[SUPPLIED PASSAGE]:
....................

The fluid on the bottom is actually necessary for the principle to apply. We know from hydrostatics that the pressure of a fluid increases with depth. This means that for any object submerged in a way where there is fluid below it, the pressure below should be higher than the pressure above, where the magnitude of that difference depends on height difference, fluid density, and gravity.

We also know that the force due to pressure depends on the area that the pressure acts on. So the object will have a greater force acting below it than above it, and you can see how the larger the area of the object in the horizontal direction, the greater the difference in vertical force should be due to the vertical pressure difference. The area in the vertical direction(s) should make no difference, because the forces on each side will cancel out for an object totally surrounded by water.

....................

[EXTRACTED RECORDS]:
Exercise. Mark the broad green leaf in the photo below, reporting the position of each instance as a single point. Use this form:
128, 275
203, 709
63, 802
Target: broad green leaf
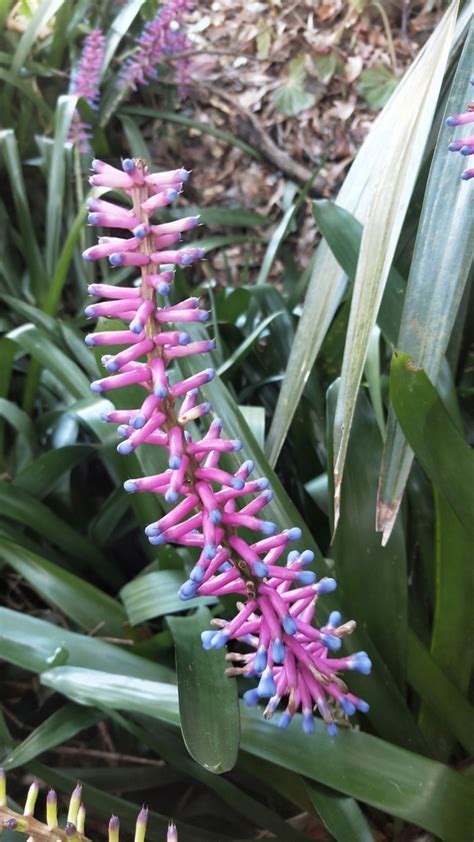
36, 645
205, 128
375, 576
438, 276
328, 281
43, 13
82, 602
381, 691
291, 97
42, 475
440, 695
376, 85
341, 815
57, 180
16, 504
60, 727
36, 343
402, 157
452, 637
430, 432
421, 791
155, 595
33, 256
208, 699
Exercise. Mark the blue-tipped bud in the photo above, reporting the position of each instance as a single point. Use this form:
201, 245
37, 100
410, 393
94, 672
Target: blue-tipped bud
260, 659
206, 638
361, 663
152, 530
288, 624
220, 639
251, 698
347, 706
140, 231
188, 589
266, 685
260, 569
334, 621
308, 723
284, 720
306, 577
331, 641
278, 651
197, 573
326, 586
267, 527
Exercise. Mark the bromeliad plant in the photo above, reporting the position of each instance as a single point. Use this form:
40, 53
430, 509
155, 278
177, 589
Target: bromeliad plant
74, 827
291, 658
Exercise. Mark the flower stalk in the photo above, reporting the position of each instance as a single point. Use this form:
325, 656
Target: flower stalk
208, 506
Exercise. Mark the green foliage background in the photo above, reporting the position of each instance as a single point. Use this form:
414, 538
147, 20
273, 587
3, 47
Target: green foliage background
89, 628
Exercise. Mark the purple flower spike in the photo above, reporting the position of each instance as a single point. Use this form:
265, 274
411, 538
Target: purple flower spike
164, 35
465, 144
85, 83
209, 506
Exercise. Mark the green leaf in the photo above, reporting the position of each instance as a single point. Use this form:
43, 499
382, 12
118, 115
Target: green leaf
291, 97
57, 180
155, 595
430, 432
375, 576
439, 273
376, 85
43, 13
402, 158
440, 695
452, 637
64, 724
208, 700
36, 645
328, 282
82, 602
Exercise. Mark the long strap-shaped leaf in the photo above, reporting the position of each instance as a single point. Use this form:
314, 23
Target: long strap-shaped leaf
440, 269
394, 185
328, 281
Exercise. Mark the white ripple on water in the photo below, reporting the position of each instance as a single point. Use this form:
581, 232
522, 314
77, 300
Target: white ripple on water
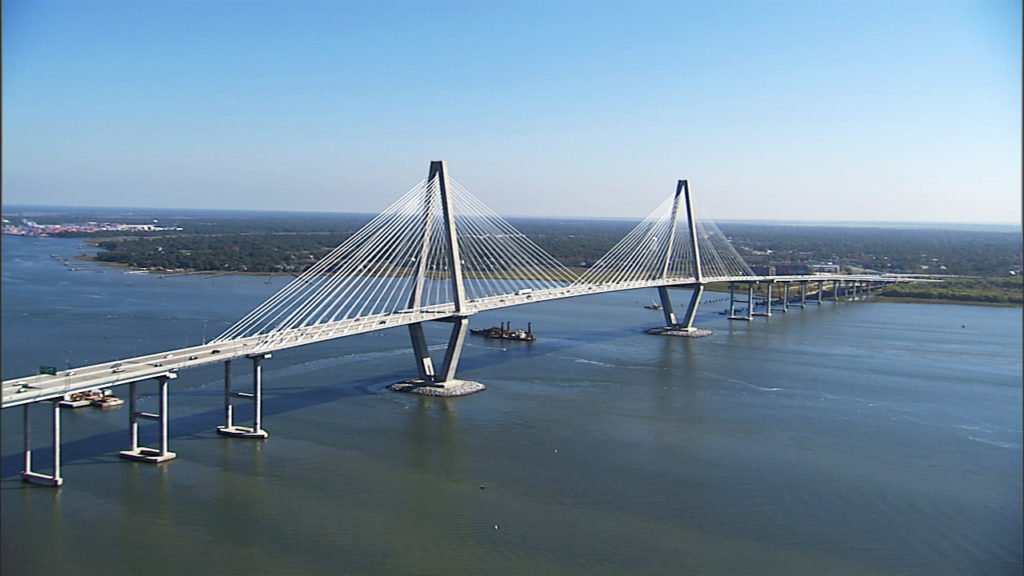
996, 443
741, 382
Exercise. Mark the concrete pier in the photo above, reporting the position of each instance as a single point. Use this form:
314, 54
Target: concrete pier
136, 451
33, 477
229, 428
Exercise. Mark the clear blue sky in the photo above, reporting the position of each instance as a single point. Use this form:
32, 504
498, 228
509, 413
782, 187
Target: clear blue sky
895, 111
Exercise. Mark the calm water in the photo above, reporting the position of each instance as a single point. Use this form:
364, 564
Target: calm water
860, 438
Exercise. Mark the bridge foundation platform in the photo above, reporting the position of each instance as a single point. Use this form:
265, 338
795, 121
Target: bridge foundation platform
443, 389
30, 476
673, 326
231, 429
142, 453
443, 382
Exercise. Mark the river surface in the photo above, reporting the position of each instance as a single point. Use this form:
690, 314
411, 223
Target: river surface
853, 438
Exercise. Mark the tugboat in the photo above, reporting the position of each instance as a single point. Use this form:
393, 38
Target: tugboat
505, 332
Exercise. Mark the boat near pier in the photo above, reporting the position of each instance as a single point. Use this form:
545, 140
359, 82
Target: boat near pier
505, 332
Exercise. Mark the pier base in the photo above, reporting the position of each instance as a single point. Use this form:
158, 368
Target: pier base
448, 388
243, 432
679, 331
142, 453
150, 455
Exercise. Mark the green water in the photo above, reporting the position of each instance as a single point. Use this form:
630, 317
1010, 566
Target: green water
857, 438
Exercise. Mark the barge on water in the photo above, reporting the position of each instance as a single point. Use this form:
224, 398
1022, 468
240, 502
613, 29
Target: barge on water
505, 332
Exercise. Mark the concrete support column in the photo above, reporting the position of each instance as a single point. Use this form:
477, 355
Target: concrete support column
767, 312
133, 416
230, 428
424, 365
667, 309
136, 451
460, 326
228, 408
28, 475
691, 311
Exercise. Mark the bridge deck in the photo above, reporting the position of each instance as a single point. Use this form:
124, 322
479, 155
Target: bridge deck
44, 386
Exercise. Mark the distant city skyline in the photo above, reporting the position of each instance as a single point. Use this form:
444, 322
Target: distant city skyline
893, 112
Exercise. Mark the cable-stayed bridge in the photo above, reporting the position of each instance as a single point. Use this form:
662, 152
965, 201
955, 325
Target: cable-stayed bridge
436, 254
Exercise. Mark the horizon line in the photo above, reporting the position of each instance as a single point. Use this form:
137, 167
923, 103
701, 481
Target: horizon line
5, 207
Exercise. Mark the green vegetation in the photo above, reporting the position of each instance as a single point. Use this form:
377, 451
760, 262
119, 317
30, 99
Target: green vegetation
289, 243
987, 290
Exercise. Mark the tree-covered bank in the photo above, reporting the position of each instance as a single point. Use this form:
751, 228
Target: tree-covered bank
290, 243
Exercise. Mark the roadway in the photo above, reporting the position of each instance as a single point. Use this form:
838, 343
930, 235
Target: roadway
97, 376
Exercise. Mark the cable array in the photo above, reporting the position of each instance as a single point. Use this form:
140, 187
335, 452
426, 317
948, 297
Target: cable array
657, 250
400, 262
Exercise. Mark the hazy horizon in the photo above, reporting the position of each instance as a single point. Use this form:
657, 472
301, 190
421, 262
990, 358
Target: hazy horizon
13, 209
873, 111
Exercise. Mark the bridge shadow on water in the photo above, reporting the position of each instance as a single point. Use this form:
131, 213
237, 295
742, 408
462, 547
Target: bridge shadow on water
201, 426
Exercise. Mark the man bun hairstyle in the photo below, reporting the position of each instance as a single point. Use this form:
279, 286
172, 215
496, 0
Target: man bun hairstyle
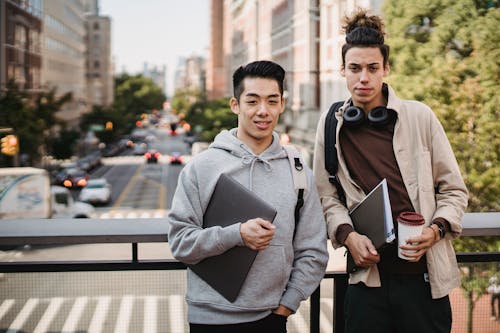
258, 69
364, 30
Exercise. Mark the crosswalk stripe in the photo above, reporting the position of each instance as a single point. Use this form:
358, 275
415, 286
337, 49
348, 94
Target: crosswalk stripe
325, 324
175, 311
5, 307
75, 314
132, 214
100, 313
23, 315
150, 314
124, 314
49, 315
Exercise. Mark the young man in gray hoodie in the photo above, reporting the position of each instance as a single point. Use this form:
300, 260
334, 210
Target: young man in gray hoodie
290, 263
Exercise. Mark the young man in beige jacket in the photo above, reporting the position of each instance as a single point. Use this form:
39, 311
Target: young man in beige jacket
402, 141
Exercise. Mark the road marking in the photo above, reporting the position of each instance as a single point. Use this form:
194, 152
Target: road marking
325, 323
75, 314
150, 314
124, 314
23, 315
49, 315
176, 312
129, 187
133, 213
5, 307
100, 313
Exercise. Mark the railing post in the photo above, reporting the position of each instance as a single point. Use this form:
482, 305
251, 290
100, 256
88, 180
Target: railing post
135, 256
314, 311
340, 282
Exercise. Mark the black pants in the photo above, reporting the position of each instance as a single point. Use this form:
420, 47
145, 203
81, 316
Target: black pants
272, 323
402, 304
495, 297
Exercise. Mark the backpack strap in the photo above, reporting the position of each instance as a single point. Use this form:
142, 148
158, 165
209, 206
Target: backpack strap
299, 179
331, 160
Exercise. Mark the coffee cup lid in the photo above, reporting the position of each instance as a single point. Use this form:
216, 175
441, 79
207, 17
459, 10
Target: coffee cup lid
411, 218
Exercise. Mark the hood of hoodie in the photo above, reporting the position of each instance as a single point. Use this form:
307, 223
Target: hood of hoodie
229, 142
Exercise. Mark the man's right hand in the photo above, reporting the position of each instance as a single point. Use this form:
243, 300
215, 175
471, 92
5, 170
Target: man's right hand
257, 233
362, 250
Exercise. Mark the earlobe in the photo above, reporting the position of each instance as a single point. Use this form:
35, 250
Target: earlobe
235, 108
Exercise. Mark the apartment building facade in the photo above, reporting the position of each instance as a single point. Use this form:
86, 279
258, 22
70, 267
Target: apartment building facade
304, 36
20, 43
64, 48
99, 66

....................

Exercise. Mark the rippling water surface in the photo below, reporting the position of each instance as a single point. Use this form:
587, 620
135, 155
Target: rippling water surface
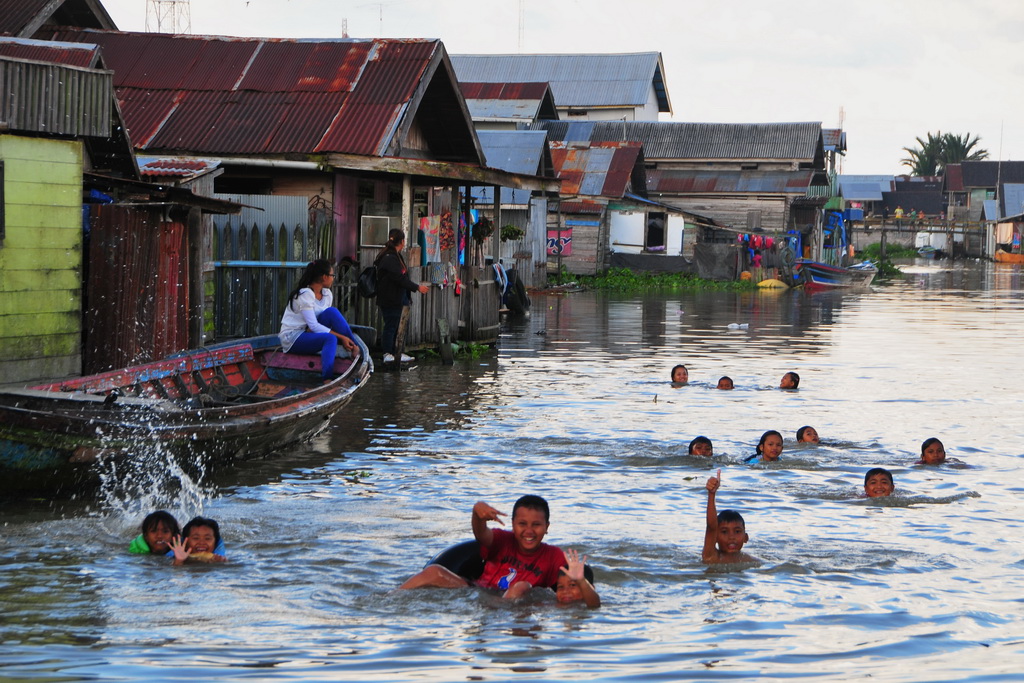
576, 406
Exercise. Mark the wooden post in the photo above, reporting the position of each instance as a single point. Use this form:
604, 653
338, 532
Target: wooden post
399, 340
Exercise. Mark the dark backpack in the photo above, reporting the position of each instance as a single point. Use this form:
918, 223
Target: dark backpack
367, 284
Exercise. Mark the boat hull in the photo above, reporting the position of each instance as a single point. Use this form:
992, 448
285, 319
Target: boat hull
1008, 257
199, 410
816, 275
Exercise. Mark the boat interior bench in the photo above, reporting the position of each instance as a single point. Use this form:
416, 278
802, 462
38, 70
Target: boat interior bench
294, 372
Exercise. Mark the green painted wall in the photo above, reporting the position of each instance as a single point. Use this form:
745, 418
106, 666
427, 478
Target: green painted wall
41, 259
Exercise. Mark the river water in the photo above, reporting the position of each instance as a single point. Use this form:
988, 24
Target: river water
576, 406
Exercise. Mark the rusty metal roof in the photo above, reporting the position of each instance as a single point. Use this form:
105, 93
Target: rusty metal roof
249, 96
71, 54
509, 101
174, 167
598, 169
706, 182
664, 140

....................

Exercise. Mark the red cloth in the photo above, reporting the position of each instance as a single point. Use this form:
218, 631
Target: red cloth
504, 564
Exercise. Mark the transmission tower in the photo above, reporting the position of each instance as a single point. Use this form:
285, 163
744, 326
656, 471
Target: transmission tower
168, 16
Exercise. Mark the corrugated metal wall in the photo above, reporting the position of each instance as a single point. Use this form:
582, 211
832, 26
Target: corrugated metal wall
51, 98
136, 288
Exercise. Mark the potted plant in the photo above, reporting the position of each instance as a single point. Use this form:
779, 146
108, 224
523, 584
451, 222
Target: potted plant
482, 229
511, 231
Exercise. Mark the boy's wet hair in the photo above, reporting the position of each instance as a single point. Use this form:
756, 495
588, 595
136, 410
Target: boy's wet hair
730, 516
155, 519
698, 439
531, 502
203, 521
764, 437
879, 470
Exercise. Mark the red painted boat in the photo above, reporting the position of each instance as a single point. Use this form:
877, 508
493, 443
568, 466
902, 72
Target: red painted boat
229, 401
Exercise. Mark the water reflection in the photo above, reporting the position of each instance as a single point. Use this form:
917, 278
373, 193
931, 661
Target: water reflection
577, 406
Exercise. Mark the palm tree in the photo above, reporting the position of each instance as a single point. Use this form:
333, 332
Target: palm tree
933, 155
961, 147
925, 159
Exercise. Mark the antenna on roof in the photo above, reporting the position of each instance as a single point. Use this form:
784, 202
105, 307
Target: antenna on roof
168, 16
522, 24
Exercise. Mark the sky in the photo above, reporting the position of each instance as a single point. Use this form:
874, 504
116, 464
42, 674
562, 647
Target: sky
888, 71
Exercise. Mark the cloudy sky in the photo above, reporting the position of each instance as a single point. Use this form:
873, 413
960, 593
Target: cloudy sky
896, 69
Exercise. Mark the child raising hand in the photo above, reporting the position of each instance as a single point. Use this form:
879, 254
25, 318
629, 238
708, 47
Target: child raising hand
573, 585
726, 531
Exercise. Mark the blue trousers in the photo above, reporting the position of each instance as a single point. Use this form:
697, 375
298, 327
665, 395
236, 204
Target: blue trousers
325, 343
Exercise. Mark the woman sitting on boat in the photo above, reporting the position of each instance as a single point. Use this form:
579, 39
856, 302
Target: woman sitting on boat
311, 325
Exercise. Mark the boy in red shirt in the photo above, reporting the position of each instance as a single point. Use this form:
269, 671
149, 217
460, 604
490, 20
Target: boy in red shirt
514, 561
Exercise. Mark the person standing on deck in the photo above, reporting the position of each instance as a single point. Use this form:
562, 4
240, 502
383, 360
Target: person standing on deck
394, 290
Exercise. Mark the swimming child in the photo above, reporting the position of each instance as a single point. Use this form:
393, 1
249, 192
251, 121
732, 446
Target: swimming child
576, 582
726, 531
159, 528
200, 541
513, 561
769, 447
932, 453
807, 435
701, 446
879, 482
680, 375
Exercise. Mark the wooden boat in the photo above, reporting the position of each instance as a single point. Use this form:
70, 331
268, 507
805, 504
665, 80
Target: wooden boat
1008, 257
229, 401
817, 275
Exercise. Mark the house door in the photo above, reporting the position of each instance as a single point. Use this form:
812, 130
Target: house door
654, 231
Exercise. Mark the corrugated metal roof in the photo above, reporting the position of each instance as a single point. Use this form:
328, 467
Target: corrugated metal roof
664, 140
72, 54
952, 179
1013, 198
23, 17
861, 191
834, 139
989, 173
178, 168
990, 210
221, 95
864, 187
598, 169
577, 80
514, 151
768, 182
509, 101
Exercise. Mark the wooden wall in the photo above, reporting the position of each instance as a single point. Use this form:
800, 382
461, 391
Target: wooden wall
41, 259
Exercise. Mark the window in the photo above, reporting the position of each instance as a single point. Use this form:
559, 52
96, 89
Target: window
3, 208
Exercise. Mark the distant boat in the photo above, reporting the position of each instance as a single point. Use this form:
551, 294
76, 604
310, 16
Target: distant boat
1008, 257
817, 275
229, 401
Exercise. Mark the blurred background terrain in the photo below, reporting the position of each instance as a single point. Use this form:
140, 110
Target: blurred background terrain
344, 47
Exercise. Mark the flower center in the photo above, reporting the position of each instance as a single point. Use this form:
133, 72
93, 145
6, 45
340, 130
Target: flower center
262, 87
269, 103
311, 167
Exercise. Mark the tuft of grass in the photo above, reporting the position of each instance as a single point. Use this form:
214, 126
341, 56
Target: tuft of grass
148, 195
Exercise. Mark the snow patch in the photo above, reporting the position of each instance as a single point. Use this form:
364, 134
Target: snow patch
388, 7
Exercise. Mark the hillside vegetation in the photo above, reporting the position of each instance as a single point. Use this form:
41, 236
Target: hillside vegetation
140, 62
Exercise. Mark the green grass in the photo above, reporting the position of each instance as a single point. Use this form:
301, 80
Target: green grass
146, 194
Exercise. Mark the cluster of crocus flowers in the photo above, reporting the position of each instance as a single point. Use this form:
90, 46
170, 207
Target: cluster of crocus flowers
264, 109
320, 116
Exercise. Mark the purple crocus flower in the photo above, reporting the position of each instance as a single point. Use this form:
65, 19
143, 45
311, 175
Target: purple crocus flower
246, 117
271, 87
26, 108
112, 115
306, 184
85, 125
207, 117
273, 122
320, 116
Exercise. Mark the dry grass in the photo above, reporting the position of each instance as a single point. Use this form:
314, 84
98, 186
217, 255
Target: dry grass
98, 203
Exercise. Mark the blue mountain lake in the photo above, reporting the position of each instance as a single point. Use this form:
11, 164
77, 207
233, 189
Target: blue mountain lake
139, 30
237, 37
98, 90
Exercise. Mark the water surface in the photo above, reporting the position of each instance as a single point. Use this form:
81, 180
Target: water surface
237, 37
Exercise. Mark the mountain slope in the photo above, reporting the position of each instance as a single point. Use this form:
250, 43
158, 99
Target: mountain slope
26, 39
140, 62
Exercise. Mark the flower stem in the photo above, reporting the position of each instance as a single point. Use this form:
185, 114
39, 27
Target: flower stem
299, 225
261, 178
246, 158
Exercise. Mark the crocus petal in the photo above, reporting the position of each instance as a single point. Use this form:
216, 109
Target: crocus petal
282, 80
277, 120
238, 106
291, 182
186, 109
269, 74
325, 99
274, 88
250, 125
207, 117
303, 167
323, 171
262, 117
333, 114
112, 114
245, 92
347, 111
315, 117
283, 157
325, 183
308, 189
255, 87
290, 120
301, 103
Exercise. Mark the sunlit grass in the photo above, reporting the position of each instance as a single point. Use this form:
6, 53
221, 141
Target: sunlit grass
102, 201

....................

[SHORT EXERCISE 1]: Summarize the passage on hydrostatic pressure in two sentences.
[SHORT EXERCISE 2]: Pick up the passage on hydrostatic pressure after its last sentence and continue it.
The items above are unrelated to the passage on hydrostatic pressure.

[FINAL RESULT 1]: Because fluid pressure increases with depth, an object with fluid beneath it experiences higher pressure below than above, and the size of that difference depends on height difference, fluid density, and gravity. Since the force from pressure depends on the area it acts on, the object receives a greater force below than above, a difference that grows with its horizontal area, while its area in the vertical direction makes no difference because the forces on each side cancel out for an object totally surrounded by water.

[FINAL RESULT 2]:
So then when you consider that the pressure on the bottom varies based on the height of the object in each location, and that the force due to that pressure will depend on how much area the bottom has at each location, you might be able to get an intuitive grasp for why Archimedes' principle says the buoyant force depends on the submerged volume. It is really due to these pressure differences and the forces that show up due to them, and how when all combined the force scales directly with the volume.

But the important thing to remember is that this only applies when fluid is below it. In this picture you have, the fluid is only above, so there is pressure pushing down on the object due to the water, but no water below the object to push back up, so Archimedes' principle no longer applies. The mistake of assuming it works when there is no fluid below the object is not uncommon though, because when Archimedes' principle is taught, it's rarely explained how the principle is derived, and so what constitutes a "submerged" object is often seen in the way you thought here. But yes your teacher is correct.

I apologize for the really long winded answer, but this is how I got an intuitive understanding for this exact topic, and if you do manage to follow what I'm saying I think you will feel a lot more comfortable with buoyancy and Archimedes' principle too.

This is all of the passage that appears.